▶ **What you will do**
Would you reproduce the listing exactly, leaving nothing out?

▶ **Available data**
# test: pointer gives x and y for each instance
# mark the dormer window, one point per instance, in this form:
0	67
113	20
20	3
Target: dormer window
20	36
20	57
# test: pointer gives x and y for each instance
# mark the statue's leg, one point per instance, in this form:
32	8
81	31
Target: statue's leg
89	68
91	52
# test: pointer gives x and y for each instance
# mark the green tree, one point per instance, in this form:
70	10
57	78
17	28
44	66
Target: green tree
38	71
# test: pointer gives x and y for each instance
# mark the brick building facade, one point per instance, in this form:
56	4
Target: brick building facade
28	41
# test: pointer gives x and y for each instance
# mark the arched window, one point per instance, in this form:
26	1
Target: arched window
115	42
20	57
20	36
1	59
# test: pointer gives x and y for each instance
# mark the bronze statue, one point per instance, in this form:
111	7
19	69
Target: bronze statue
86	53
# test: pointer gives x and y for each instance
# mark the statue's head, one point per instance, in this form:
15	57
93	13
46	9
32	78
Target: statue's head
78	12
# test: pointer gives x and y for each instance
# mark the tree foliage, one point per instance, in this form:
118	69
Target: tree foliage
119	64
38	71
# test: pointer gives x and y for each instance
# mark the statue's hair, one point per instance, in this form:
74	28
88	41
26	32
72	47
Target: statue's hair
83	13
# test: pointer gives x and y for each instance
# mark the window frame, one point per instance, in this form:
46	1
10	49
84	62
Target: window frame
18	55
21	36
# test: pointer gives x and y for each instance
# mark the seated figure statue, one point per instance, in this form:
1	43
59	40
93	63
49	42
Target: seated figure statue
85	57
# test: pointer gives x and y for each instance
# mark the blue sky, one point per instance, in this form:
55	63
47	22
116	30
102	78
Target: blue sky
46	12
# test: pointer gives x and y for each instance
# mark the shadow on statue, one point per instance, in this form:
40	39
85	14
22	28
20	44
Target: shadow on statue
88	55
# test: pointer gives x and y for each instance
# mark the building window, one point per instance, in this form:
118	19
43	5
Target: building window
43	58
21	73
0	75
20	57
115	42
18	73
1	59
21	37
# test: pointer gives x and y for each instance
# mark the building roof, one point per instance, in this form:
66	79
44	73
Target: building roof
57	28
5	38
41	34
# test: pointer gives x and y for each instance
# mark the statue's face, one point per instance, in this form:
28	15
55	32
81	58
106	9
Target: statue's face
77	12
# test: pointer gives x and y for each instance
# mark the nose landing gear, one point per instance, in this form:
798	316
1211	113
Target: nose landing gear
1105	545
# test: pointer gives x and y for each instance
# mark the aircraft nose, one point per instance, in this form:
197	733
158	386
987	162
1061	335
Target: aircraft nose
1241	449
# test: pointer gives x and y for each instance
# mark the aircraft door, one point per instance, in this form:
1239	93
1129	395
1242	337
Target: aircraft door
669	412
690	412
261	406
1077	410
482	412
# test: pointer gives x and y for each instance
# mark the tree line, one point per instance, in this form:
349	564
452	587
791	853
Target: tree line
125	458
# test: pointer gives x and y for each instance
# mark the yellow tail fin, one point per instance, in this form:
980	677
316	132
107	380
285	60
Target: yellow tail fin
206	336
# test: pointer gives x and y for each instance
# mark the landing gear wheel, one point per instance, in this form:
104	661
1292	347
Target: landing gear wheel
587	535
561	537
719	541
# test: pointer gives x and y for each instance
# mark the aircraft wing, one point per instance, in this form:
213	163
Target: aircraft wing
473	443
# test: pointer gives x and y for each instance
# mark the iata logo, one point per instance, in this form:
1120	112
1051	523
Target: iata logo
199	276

▶ **Written solution**
# test: pointer gives x and y for each instance
# mark the dormer window, one point per instance, in this form:
0	67
113	20
20	3
Target: dormer window
20	36
20	57
# test: pointer gives x and y for each instance
# mark the statue's leg, one point per instance, in this form:
32	8
81	31
Target: statue's leg
89	68
91	52
# test: pointer gives x and y for each instance
# mark the green tree, one point per instance, in this form:
70	10
57	78
17	28
44	66
Target: green tree
38	71
# test: pointer gives x and y for each instance
# mark the brick building facade, one point per instance, in this form:
56	4
Target: brick building facade
28	41
# test: pointer gives x and y for each instance
# mark the arched window, one point per instance, in this form:
26	1
Target: arched window
115	42
20	57
20	36
1	59
# test: pointer gives x and y for each instance
# mark the bronze statue, one point per instance, in this form:
111	7
19	69
Target: bronze statue
86	53
# test: pointer gives x and y for each instance
# mark the statue's head, one point per instance, in this form:
15	57
93	13
46	9
32	78
Target: statue's head
78	12
# test: pointer gives x and y for each instance
# mark the tree foliage, one point per instance, in this form:
118	69
Target: tree foliage
119	64
38	71
# test: pointer gives x and y for each instance
# mark the statue's hair, one point per instance, in this form:
74	28
88	41
26	32
72	47
Target: statue's hair
83	13
# test: pointer gives x and y for each instance
# mark the window frame, one point per instance, in this form:
46	1
10	49
84	62
Target: window frame
18	55
21	36
# test: pointer gives x and y for each instance
# mark the seated figure statue, one point per instance, in this form:
1	43
59	40
93	63
49	42
Target: seated figure statue
85	57
# test: pointer gives x and y for each instance
# mark the blue sky, one point per instance, in this form:
55	63
47	22
116	30
102	78
Target: blue sky
46	12
# test: pointer gives x and y for each instance
# mark the shadow on statue, one point per instance, in this form:
40	39
85	14
22	28
20	44
Target: shadow on statue
88	55
# test: pointer gives x and y for each instance
# mark the building window, one point per instance, in this form:
118	19
43	5
Target: building window
43	58
21	73
0	75
20	57
115	42
18	73
1	59
21	37
# test: pointer gives x and y for each instance
# mark the building roof, one point per instance, in this form:
66	79
44	73
Target: building roof
57	28
5	38
41	34
# test: pointer gives x and y for each instance
# mark the statue's face, one point per instance, in this form:
28	15
55	32
81	58
106	9
Target: statue's face
77	12
# test: pointer gives x and y for each instance
# mark the nose landing gear, one point per instance, in this form:
798	316
1211	113
Target: nose landing gear
1105	545
# test: pointer gives x and y for each instance
# mark the aircraft nose, one point per instance, in this form:
197	733
158	386
987	162
1061	335
Target: aircraft nose
1241	449
# test: pointer gives x and y for each instance
# mark the aircraft door, one point per instance, in this form:
1239	93
1129	395
1242	337
Target: aircraft door
669	412
690	412
261	406
1077	410
482	412
# test: pointer gives x and y for each instance
# mark the tree line, one point per instance, in this form:
349	564
452	587
791	853
Target: tree line
125	458
# test: pointer gives x and y for each instance
# mark the yellow tail fin, one point per instance, in this form:
980	677
316	132
107	380
285	60
Target: yellow tail fin
206	336
# test: pointer gives x and y for each instance
# mark the landing gear wheel, one point per instance, in this form:
104	661
1292	347
Target: landing gear wheel
587	535
561	537
719	541
# test: pointer gives x and y for each instance
# mark the aircraft wing, one point per instance, in this form:
213	163
Target: aircraft wing
473	443
# test: pointer gives x and y for each instance
# mark the iata logo, one point per instance, in this form:
1120	112
1051	523
Target: iata logo
199	276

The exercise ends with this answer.